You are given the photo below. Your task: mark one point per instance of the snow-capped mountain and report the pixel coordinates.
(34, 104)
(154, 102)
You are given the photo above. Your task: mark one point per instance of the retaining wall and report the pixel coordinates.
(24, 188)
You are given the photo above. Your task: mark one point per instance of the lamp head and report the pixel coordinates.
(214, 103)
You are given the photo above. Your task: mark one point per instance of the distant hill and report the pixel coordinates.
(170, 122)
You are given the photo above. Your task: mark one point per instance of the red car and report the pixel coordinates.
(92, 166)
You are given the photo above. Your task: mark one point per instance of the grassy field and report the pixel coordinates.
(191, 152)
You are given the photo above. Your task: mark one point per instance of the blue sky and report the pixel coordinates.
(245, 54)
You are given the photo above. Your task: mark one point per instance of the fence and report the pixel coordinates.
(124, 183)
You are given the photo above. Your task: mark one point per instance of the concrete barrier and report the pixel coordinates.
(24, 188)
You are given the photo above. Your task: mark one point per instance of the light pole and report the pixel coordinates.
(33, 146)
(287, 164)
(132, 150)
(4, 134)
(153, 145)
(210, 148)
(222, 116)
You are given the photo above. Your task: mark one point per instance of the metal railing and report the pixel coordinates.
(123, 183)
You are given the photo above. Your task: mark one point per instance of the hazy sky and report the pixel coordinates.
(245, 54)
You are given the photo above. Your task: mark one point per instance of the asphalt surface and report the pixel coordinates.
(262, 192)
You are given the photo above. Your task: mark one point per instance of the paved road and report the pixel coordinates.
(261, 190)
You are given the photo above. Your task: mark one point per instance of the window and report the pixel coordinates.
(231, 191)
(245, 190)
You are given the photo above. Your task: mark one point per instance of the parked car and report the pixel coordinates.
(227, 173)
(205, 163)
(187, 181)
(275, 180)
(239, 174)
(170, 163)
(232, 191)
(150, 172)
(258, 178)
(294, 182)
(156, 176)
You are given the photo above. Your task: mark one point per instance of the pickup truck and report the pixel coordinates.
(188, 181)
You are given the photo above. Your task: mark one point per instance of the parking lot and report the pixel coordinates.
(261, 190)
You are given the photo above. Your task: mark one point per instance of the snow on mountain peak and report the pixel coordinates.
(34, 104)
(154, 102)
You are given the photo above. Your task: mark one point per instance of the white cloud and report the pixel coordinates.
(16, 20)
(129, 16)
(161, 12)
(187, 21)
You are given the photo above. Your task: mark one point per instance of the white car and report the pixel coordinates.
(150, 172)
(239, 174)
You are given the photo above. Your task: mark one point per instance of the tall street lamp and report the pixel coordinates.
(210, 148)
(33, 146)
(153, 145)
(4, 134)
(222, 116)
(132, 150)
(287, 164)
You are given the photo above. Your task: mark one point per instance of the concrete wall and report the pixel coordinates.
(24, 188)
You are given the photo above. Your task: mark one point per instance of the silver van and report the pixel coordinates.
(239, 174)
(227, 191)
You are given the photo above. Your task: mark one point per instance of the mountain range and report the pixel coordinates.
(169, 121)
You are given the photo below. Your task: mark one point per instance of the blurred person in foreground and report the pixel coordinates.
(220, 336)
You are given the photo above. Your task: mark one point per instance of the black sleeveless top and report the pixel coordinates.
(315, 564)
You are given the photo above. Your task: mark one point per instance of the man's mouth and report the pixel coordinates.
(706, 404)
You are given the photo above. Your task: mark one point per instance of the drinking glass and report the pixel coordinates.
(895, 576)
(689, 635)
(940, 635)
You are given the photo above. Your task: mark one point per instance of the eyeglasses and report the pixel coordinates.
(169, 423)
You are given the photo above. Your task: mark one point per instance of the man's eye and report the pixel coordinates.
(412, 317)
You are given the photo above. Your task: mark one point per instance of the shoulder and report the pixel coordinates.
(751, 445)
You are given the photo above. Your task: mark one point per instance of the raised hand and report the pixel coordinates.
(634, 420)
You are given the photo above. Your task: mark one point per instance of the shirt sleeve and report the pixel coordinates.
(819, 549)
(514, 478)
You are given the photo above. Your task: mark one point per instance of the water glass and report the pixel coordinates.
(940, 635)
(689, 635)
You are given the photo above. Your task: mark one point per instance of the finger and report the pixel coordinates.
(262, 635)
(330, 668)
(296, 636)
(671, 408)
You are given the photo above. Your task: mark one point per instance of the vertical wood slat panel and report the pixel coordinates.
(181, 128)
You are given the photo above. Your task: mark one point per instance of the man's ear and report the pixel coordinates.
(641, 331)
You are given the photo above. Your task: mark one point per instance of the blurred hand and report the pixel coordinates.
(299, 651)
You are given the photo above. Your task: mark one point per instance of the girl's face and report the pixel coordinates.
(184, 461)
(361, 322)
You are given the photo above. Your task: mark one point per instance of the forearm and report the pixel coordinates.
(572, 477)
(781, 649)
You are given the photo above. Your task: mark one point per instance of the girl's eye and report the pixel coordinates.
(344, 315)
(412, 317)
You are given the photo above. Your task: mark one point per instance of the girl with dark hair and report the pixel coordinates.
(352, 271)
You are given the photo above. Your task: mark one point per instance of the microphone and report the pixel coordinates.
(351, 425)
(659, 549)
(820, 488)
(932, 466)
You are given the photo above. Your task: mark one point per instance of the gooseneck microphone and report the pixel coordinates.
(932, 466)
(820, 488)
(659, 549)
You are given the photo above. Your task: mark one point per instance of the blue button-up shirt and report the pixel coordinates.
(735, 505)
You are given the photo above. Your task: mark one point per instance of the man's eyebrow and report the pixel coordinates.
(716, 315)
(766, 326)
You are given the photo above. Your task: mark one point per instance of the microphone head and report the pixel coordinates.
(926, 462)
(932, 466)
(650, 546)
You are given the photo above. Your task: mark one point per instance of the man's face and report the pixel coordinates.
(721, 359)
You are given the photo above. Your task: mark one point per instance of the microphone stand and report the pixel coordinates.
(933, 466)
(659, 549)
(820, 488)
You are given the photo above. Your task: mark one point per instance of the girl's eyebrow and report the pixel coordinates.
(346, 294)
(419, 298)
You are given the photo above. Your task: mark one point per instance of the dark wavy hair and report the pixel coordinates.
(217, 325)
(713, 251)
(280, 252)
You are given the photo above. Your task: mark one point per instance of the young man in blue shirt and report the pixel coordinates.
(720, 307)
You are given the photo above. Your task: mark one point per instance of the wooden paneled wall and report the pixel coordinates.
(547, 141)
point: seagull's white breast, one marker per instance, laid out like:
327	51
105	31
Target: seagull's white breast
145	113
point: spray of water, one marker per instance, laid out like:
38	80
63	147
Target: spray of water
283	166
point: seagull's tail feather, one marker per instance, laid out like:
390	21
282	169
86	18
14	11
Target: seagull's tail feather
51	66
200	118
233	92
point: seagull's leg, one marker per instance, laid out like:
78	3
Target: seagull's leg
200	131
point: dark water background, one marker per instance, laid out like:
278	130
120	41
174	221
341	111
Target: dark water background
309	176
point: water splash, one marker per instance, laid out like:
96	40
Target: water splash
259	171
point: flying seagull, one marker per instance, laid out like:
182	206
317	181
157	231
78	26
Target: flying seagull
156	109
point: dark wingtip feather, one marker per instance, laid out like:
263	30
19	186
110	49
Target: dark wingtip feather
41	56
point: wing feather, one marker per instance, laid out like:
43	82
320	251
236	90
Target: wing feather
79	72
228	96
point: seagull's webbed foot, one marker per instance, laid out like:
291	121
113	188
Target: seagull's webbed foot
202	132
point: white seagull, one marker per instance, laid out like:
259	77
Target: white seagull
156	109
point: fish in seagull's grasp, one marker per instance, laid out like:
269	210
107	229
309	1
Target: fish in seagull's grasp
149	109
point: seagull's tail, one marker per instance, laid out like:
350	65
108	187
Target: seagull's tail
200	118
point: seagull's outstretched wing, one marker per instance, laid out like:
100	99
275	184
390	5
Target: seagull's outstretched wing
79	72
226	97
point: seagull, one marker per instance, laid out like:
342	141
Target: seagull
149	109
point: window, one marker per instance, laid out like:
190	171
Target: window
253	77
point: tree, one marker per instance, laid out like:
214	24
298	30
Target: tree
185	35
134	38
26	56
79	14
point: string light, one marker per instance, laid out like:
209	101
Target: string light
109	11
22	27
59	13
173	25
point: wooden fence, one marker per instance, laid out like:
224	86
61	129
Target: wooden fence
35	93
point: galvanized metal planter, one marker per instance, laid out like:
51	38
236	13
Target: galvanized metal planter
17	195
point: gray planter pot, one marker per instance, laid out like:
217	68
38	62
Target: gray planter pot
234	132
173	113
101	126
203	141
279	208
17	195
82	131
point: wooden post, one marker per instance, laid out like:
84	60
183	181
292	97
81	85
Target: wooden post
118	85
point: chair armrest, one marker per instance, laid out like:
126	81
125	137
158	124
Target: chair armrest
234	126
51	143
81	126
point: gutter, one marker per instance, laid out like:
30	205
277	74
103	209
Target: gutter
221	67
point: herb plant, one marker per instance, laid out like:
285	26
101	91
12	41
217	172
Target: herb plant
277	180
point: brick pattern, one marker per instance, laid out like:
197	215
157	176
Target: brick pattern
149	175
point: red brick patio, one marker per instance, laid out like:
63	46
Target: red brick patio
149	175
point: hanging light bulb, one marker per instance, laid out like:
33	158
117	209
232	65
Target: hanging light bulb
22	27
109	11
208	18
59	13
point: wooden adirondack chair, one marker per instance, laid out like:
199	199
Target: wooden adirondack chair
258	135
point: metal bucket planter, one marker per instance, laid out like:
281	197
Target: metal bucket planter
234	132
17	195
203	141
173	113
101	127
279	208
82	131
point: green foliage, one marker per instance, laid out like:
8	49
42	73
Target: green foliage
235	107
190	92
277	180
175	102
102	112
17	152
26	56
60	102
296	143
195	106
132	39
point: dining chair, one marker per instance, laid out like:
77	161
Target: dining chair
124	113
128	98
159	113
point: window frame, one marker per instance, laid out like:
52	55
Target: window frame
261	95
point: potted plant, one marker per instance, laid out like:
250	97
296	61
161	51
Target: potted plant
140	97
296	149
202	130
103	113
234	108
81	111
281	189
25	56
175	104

----------

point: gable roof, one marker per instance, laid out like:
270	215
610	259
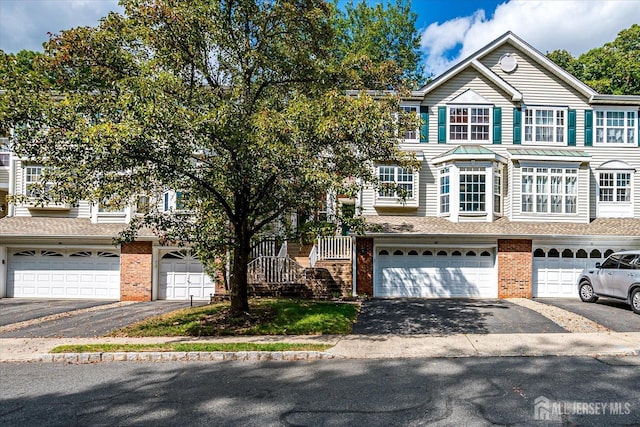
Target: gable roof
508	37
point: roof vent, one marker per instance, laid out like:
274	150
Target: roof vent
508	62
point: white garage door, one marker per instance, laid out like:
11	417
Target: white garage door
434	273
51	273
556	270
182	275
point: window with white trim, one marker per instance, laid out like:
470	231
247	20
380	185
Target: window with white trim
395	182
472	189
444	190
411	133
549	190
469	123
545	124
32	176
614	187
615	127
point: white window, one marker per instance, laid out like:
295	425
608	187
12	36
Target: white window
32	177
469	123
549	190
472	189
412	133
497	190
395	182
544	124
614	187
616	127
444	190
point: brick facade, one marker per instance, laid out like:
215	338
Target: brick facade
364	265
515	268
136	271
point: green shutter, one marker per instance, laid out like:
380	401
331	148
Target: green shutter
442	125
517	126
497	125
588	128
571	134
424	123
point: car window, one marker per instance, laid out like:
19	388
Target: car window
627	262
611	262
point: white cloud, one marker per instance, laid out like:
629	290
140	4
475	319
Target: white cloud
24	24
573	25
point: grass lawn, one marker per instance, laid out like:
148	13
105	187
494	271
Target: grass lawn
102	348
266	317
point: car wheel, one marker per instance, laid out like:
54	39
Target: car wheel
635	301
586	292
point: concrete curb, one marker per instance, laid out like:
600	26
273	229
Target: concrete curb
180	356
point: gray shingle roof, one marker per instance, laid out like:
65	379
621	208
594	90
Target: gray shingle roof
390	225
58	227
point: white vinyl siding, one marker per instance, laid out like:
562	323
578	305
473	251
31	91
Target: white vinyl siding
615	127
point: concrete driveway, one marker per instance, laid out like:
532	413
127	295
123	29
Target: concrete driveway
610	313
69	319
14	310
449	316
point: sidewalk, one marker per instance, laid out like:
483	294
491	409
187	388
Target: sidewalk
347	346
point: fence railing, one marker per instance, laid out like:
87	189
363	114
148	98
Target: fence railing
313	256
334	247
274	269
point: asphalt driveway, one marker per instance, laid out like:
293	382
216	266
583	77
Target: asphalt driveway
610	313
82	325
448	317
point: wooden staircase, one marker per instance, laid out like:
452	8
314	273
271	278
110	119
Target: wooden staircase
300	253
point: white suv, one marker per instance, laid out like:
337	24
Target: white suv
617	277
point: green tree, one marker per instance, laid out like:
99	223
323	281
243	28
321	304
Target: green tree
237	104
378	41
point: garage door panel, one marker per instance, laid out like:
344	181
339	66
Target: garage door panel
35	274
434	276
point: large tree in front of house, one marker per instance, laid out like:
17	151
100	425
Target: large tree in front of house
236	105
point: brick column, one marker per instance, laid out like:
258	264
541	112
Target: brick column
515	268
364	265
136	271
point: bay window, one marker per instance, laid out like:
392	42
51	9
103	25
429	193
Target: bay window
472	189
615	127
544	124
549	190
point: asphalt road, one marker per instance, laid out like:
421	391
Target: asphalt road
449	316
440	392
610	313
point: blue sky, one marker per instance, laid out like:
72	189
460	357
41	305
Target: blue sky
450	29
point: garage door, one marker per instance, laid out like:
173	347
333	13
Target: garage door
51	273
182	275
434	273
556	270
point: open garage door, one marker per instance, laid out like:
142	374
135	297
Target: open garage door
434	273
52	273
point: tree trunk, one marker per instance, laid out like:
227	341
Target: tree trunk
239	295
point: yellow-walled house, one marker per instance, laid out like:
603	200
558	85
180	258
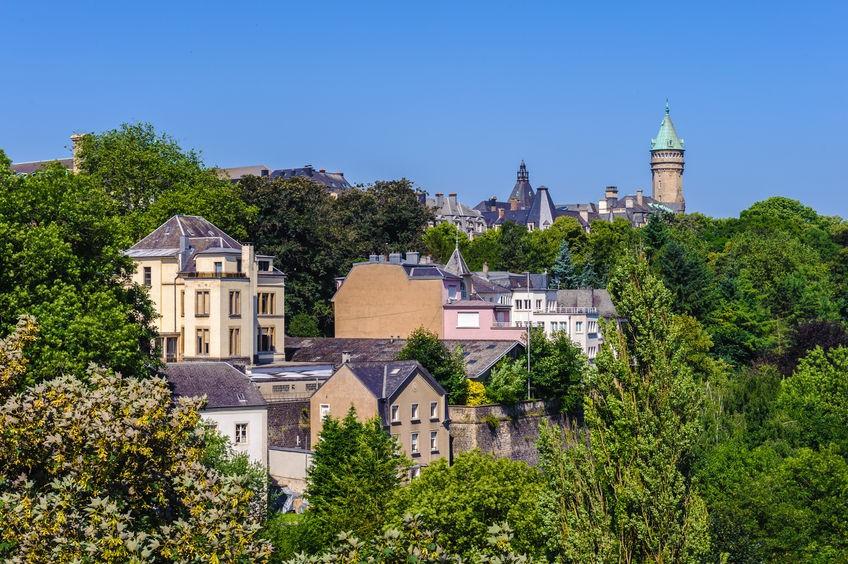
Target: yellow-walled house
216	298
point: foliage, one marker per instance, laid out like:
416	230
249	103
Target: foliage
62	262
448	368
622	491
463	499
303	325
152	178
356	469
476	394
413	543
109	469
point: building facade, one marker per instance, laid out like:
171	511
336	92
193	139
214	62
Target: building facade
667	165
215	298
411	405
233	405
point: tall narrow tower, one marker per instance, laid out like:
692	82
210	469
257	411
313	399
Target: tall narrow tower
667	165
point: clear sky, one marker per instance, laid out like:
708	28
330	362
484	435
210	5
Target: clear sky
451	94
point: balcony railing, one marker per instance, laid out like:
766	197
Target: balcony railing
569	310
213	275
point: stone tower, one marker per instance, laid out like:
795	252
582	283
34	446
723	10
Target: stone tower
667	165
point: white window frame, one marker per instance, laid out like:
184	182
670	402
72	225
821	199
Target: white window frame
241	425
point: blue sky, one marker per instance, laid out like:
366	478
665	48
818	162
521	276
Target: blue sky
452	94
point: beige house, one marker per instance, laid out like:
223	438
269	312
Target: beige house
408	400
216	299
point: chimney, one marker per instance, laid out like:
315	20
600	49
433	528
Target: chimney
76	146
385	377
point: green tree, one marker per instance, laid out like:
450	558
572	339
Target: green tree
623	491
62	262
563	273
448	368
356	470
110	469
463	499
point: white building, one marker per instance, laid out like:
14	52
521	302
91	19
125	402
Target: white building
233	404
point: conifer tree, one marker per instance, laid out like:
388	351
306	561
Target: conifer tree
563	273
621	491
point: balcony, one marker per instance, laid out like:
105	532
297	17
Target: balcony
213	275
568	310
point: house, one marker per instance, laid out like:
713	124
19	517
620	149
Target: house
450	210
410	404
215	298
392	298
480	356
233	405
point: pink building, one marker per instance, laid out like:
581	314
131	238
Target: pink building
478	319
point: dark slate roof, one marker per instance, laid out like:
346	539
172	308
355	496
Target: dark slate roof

----------

> **WHAT IS NEEDED**:
How many lines in the items above contain the string "girl", matching case exactly? Reply with the number only.

> **ANSWER FOR THE TASK**:
4